━━ Trecho fornecido

A viagem que abriu as portas do Rio Grande do Sul para o mundo está prestes a completar 200 anos. Foi em junho de 1820 que Auguste de Saint-Hilaire (1779–1853) chegou a Torres para a última fase de uma epopeia que durou seis anos. Depois de percorrer diferentes regiões do Brasil, o naturalista francês viajou pelo Estado anotando observações sobre a fauna, a flora e a geografia dos lugares por onde passava.
Era um momento em que a Coroa Portuguesa tinha interesse não apenas em apresentar o Brasil para outras nações, mas também levantar dados para explorar vastos territórios praticamente intocados da colônia. Por conta disso, o botânico foi um dos primeiros a viajar por cidades e campos com liberdade, munido de cartas de recomendação. Atualmente, o relato deixado por Saint-Hilaire sobre Província de São Pedro do Rio Grande do Sul é o texto mais conhecido de viajantes do século 19 sobre a região. Dois séculos depois, seus cadernos guardam um testemunho importante sobre a paisagem do Estado à época, mas também geram estranhamento quando tratam do povo e dos costumes dos gaúchos. Vários comentários sobre mulheres, indígenas, negros e homens do campo, se fossem disparados hoje por algum incauto nas redes sociais, seriam motivo de polêmica e de cancelamento digital.
– Saint-Hilaire era um católico europeu tradicional. Para ele, a igreja era o mecanismo mais eficiente de fazer aprimoramento moral na América. Ele ficou escandalizado com certos comportamentos que presenciou. Não podemos nos esquecer de que, nessa época, não havia separação entre igreja e Estado, apesar de algumas mudanças em relação a isso já terem ocorrido no início do século 19 – explica o historiador Luiz Francisco Albuquerque de Miranda.
Ao longo da leitura de Viagem ao Rio Grande do Sul, é possível perceber inúmeras referências a membros da elite local, que recebem o francês com distinção e pompa.

━━━━
━━ Informações fornecidas

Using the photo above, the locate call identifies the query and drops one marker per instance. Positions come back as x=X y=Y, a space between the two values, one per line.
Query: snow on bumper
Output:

━━━━

--- Tarefa ---
Dê continuidade ao trecho sobre a viagem de Saint-Hilaire pelo Rio Grande do Sul, começando logo após a última frase apresentada. As linhas são um material à parte e não têm relação com o trecho.

--- Resultado ---
– Ele não foi um aventureiro. Foi alguém que viajou com cartas oficiais. As elites locais o encaravam quase como uma oportunidade de serem ouvidas pelo poder oficial. Foi por meio dessas conversas, e não apenas da observação, que o francês consolida muitas das opiniões que deixou anotadas – avalia Miranda.
Além das elites, poucos personagens ganham voz no texto de Saint-Hilaire. A seguir, GaúchaZH buscou ouvir grupos sociais que o botânico apenas observou à distância e saber como se relacionam com o passado descrito pelo naturalista.
A dança dos escravos
Saint-Hilaire chegou ao Rio Grande de Sul depois de passar por territórios que hoje formam Espírito Santo, Rio de Janeiro, Minas Gerais, Paraná, Goiás, São Paulo, Santa Catarina. O francês visitou Torres, depois Viamão e Porto Alegre, seguindo rumo ao Uruguai pelo litoral, permanecendo também alguns dias em Rio Grande e Pelotas (então chamada de Freguesia de São Francisco). Depois de Montevidéu, voltou ao Estado, indo pela Fronteira Oeste até as Missões, para então regressar ao Litoral e voltar para a França. Todo esse trajeto foi percorrido em lombo de cavalo ou burro, tomando cerca de um ano.
Pouco mais de um mês após chegar à Província de São Pedro, o viajante anotou em seu diário que os escravos eram tratados com brandura na região. “Os habitantes do Rio de Janeiro (...) quando querem intimidar um negro, ameaçam-no de enviá-lo para o Rio Grande. Entretanto não há talvez, no Brasil, lugar algum onde os escravos sejam mais felizes do que nesta capitania”, escreveu em 31 de julho de 1820. Segundo o viajante, “o escravo come carne à vontade; não veste mal; não anda a pé; sua principal ocupação consiste em galopar pelos campos, o que constitui exercício mais saudável do que fatigante”.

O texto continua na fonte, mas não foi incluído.